Extract provided:
New computational chemistry funded through CSER initiative

14 March 2016

Researchers of the Amsterdam Center for Multiscale Modeling (ACMM) have been awarded new funding through the ‘Computational Sciences for Energy Research' (CSER) public-private partnership, a multi-million euro research initiative of Shell, the Netherlands Organisation for Scientific Research NWO and the Foundation for Fundamental Research on Matter (FOM).

The ACMM is the Amsterdam interuniversity research center combining the expertise in computational sciences of both the van 't Hoff Institute for Molecular Sciences of the University (HIMS) of Amsterdam and the chemistry department of Vrije Universiteit (VU) Amsterdam.  In the recent CSER call three ACMM projects have been awarded, demonstrating the strength of the collaborative research of the Amsterdam science faculties within ACMM.

Unraveling the mechanism of biomimetic hydrogen fuel production

Biomimetic complex hydrogen production

Image: HIMS.

In the project Unraveling the mechanism of biomimetic hydrogen fuel production, Dr Bernd Ensing (Computational Chemistry, HIMS) will use advanced simulation techniques to determine the mechanism underlying the hydrogen production of biocatalysts.

Turning water into hydrogen fuel would provide a great alternative to the fossil fuels used today. Nature has evolved a very powerful class of enzymes that can efficiently catalyse such a process, and several laboratories have set out to create biomimetic catalysts based on these so-called hydrogenases. However, the success of their efforts has been limited as the molecular details of the process are still poorly understood.  This project aims to unravel, through quantumchemical simulations, the chemical reaction mechanism of the biomimetic catalysts. Understanding the chemical steps, the reaction rates and their dependence on catalyst structure and external conditions such as pH, reduction potential and solvent will allow for rationally design strategies, ultimately leading to artificial catalysts that produce hydrogen fuel as efficiently as nature itself. This work connects with the UvA Sustainable Chemistry theme and is done in collaboration with the homogeneous catalysis group of Prof. Joos Reek (HIMS) where the biomimetic catalysts are synthesised and tested.

Excerpted records:

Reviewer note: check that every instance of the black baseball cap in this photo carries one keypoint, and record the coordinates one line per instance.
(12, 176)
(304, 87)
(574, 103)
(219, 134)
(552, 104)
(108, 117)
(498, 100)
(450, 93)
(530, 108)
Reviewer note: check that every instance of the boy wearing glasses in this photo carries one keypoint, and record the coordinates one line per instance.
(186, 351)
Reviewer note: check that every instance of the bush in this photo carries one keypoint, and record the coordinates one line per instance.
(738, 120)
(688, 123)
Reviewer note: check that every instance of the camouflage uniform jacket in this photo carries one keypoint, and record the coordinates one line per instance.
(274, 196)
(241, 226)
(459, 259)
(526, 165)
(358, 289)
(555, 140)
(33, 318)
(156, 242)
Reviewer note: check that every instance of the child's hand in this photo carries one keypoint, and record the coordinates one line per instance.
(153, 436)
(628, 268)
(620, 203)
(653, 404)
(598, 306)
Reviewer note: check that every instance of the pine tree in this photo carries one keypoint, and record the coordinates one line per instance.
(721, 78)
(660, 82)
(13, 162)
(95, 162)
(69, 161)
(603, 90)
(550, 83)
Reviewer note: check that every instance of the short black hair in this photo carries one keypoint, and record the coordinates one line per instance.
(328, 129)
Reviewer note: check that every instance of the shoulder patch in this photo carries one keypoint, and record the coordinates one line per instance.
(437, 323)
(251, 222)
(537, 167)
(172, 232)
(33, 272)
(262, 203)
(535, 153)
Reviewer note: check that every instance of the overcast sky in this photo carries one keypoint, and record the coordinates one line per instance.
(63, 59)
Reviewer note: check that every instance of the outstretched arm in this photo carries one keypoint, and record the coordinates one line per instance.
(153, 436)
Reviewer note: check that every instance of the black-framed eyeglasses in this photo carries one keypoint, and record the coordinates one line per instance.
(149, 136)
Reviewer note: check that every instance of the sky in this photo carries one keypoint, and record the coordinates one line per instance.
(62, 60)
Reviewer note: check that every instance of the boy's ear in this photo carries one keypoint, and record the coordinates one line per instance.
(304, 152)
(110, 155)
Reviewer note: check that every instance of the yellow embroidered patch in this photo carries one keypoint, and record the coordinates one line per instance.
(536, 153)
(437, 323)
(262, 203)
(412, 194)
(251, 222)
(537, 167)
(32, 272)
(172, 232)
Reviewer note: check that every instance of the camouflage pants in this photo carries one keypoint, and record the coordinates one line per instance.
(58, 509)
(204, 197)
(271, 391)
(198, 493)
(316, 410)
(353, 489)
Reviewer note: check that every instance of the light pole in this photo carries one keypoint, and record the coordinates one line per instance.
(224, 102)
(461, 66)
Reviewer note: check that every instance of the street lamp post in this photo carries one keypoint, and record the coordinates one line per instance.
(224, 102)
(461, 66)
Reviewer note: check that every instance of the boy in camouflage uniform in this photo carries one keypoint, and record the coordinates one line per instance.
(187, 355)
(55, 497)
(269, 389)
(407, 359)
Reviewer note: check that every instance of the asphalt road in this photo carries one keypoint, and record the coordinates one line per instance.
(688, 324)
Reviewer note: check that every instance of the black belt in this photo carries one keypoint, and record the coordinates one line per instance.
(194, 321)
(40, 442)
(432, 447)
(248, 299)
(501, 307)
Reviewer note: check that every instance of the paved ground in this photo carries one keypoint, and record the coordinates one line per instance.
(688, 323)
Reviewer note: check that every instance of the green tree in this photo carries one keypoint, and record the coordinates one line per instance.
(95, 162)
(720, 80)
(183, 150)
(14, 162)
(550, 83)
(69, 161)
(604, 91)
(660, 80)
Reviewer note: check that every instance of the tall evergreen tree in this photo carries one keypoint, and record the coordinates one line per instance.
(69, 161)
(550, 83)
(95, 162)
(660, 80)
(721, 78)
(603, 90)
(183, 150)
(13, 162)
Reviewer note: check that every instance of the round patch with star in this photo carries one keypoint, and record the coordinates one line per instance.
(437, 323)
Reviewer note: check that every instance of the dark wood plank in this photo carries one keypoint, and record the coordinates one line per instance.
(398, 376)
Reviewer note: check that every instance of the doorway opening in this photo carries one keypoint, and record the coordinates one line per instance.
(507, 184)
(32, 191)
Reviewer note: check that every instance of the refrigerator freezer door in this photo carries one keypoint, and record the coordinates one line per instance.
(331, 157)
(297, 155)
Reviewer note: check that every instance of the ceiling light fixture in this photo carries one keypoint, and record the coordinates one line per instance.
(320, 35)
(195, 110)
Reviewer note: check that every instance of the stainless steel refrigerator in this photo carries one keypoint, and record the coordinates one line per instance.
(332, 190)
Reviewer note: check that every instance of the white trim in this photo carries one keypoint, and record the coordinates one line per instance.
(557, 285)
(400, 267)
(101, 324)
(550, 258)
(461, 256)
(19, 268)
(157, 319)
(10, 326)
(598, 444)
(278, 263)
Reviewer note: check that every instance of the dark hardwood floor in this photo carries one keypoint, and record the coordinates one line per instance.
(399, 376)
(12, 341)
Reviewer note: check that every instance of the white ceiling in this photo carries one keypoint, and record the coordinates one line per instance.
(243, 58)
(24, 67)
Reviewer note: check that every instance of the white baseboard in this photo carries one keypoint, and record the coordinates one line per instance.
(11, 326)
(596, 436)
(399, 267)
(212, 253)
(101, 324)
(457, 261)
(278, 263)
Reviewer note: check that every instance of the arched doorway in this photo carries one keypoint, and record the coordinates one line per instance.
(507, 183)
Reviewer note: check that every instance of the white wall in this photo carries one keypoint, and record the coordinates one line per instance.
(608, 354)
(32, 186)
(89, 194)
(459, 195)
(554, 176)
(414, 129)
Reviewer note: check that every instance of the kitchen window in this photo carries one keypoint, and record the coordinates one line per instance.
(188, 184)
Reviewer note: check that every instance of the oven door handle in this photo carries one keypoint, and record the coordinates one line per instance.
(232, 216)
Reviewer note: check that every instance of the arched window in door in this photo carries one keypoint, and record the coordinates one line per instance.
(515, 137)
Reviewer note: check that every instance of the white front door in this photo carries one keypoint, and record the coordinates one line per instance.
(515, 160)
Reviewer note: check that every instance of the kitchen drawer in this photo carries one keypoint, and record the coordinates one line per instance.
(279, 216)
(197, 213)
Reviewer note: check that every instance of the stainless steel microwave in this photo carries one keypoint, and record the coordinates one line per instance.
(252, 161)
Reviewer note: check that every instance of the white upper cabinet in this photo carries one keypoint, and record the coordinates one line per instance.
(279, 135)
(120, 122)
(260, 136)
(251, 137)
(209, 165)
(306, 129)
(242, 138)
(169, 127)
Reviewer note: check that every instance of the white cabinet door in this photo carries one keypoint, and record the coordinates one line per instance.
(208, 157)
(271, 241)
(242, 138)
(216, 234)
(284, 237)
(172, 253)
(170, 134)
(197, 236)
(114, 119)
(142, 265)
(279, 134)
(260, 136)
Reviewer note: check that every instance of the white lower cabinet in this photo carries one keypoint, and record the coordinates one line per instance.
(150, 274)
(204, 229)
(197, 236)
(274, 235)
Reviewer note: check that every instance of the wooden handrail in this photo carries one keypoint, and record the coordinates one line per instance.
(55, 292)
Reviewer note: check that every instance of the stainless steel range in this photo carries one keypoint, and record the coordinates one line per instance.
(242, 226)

--

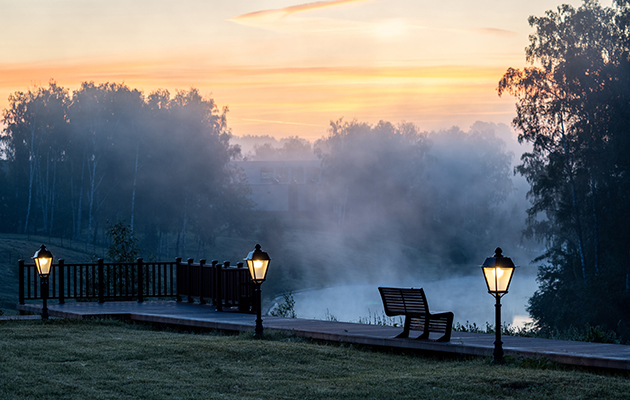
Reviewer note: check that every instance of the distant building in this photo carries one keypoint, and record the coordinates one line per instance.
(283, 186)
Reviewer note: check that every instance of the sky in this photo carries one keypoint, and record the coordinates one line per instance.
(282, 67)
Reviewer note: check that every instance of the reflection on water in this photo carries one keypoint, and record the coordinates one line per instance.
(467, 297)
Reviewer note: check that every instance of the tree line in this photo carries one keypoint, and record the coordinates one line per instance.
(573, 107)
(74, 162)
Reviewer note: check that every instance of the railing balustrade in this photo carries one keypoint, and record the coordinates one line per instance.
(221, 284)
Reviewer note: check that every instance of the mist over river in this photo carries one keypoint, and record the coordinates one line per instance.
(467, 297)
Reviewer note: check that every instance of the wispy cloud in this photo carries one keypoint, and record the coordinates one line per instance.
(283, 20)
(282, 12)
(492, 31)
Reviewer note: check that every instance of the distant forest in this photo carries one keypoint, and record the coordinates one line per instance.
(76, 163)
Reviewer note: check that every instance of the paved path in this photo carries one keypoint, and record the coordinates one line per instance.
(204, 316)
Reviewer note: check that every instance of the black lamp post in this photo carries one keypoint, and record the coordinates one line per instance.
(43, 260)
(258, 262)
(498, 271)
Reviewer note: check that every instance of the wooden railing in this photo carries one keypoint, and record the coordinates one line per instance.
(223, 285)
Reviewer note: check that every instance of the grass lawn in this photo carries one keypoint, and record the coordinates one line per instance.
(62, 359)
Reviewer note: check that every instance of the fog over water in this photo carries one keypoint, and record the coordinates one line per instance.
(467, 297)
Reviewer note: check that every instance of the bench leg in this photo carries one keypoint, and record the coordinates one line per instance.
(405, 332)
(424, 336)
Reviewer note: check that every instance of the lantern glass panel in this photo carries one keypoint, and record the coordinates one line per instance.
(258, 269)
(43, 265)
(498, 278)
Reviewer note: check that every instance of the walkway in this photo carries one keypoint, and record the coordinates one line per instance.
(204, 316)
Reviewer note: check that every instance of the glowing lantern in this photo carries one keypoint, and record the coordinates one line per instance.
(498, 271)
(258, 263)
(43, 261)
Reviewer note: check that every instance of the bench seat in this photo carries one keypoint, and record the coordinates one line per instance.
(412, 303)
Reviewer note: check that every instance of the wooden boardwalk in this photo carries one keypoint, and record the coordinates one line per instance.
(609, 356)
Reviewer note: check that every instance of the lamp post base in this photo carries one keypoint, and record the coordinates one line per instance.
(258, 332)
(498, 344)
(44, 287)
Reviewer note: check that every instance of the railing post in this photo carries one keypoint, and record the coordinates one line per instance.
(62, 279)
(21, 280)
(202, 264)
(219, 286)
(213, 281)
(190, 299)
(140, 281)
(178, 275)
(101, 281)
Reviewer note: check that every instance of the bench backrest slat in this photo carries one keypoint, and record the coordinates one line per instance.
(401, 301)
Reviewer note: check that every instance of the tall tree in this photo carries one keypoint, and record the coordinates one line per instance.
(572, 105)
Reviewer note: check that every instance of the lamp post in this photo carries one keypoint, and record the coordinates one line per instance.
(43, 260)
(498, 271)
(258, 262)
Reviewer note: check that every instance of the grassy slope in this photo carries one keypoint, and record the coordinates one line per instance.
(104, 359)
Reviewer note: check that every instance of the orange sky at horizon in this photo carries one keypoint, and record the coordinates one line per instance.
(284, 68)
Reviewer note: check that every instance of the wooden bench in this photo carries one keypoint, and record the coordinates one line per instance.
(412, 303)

What you will do:
• a. From the news item on CSER funding, reproduce the passage starting at "The ACMM is" and ending at "production of biocatalysts.".
• b. Translate this sentence from the news item on CSER funding into Spanish: "Turning water into hydrogen fuel would provide a great alternative to the fossil fuels used today."
The records have nothing to do with what comes next.

Solutions below:
• a.
The ACMM is the Amsterdam interuniversity research center combining the expertise in computational sciences of both the van 't Hoff Institute for Molecular Sciences of the University (HIMS) of Amsterdam and the chemistry department of Vrije Universiteit (VU) Amsterdam.  In the recent CSER call three ACMM projects have been awarded, demonstrating the strength of the collaborative research of the Amsterdam science faculties within ACMM.

Unraveling the mechanism of biomimetic hydrogen fuel production

Biomimetic complex hydrogen production

Image: HIMS.

In the project Unraveling the mechanism of biomimetic hydrogen fuel production, Dr Bernd Ensing (Computational Chemistry, HIMS) will use advanced simulation techniques to determine the mechanism underlying the hydrogen production of biocatalysts.

• b. Convertir el agua en combustible de hidrógeno ofrecería una gran alternativa a los combustibles fósiles que se utilizan hoy en día.